### Instructions to follow
Look through the material and copy each line holding "target".
● ● ● ● ● ● ●
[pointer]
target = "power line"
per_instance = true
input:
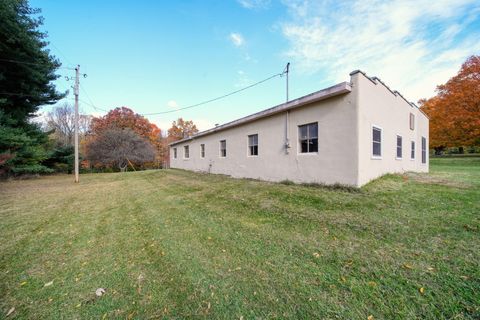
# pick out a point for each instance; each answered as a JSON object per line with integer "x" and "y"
{"x": 217, "y": 98}
{"x": 89, "y": 99}
{"x": 32, "y": 63}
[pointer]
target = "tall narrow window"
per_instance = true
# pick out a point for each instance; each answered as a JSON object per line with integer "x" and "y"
{"x": 253, "y": 145}
{"x": 424, "y": 150}
{"x": 376, "y": 142}
{"x": 223, "y": 148}
{"x": 399, "y": 147}
{"x": 308, "y": 135}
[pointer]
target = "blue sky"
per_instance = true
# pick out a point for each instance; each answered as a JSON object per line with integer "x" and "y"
{"x": 155, "y": 56}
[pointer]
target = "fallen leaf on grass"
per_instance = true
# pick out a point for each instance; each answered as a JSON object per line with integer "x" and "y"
{"x": 99, "y": 292}
{"x": 349, "y": 263}
{"x": 407, "y": 266}
{"x": 12, "y": 309}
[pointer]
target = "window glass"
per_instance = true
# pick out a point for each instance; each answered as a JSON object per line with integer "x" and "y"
{"x": 223, "y": 148}
{"x": 376, "y": 142}
{"x": 308, "y": 136}
{"x": 424, "y": 150}
{"x": 253, "y": 145}
{"x": 399, "y": 146}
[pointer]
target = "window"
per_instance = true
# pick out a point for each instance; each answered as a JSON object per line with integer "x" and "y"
{"x": 376, "y": 142}
{"x": 399, "y": 147}
{"x": 253, "y": 145}
{"x": 308, "y": 137}
{"x": 424, "y": 150}
{"x": 223, "y": 148}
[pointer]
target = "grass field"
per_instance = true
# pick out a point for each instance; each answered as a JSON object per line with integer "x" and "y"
{"x": 178, "y": 244}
● ● ● ● ● ● ●
### Reply to the task
target = "power line"
target = "tall narrow window"
target = "blue sky"
target = "fallen leaf on grass"
target = "window glass"
target = "window"
target = "grass field"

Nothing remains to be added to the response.